# 掲載された文章
= = = = =

11月8日は語呂合わせで「いい歯の日」であることから、日本歯科医師会は11月を歯と口腔の健康づくり月間として口腔内の健康に関心を持ってもらう取り組みを行っています。
口の健康を維持することは、日常生活や全身の健康にも良い影響を与えます。
今月は口の中の健康について、考えてみましょう。
★実はとても重要な口の健康
口腔には、食べる機能や、会話をしてコミュニケーションを取る機能、歌ったり楽器を演奏したりと様々な機能があります。生命維持に一番重要な「食べる」ためには、歯で食物を咬み(咀嚼)、飲み込む(嚥下)という一連の動作が必要です。そして食べ物や飲み物を口に含むと味や食感を感じて満足感につながります。しかし、口の健康が悪化すると下記のような症状が現れます。
●虫歯
虫歯菌と言われるミュータンス菌などが糖分を栄養にして酸を出し、その酸によって歯が溶けている状態です。
放っておくと痛みが出たりして日常生活に影響が出るだけでなく、最終的に歯を失う場合もあります。
●歯周病
歯周病は歯を支える骨や歯肉などに炎症が起きて徐々に破壊されていく病気です。主に細菌感染による炎症が原因で、最終的には歯がグラグラと不安定になり、歯を失う場合もあります。

= = = = =

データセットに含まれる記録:
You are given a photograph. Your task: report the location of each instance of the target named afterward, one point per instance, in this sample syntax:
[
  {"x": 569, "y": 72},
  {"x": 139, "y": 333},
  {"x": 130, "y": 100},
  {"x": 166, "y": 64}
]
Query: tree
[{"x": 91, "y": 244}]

= = = = =

# 必要な作業 1
口の健康についての文章では、日本歯科医師会は11月を何の月間としているか。
# 必要な作業 2
口の健康についての文章を、最後の文の後から書き継げ。

# 解答欄 1
歯と口腔の健康づくり月間

# 解答欄 2
●咀嚼機能や嚥下機能の低下
虫歯や歯周病の他、口の筋力が低下するなどが原因でうまく噛めなくなったり飲み込めなくなってしまう場合があります。特に高齢者の場合、物をうまく噛めなくなったり飲み込めなくなると、食事で摂るべき栄養が十分に摂れず、低栄養の状態になり、筋力の低下やエネルギーの低下などによって日常生活に支障が出て要介護になるリスクが高まります。
★口の健康が乱れると全身の健康にも影響?!
嚥下機能や咀嚼機能の低下による生活習慣が健康に与える影響もありますが、虫歯や歯周病などがその他の疾患に影響していることも報告されています。
虫歯が進行し、歯髄と呼ばれる歯の中心部の血管から炎症性の菌が入ると、その菌が全身を巡り菌血症を引き起こす場合があります。健康な人であれば免疫力で排除できますが、免疫力が落ちている人や高齢者などの場合は排除しきれずに臓器で繁殖すると、心内膜炎、腎炎、関節炎、皮膚炎などの原因になることが知られています。
また歯周病は糖尿病との関連性があり、糖尿病による免疫低下から歯周病が悪化することから、歯周病は糖尿病の合併症としても認識されており、糖尿病患者に歯周病の治療を行うことで血糖コントロールの指標となるHbA1cに改善が見られることも分かっています。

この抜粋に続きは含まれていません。